***** AVAILABLE DATA

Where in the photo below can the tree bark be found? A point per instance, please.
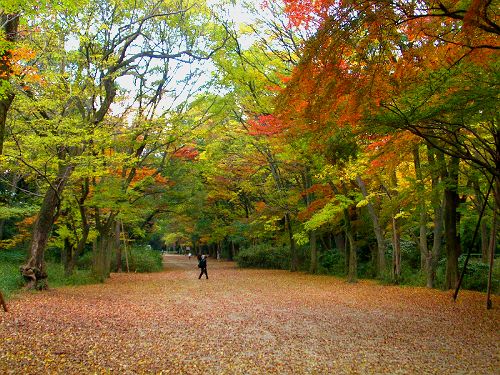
(314, 253)
(492, 246)
(451, 202)
(118, 248)
(377, 229)
(437, 204)
(34, 271)
(352, 274)
(422, 211)
(10, 24)
(15, 181)
(294, 264)
(396, 251)
(2, 301)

**********

◆ WHAT TO PRODUCE ◆
Retype everything in the material word for word, minus pictures.

◆ EXERCISE ANSWER ◆
Where in the photo below can the tree bark be found? A point per instance, please.
(314, 253)
(492, 246)
(451, 202)
(118, 248)
(377, 229)
(437, 204)
(34, 271)
(352, 274)
(422, 211)
(10, 24)
(15, 181)
(294, 264)
(396, 251)
(2, 301)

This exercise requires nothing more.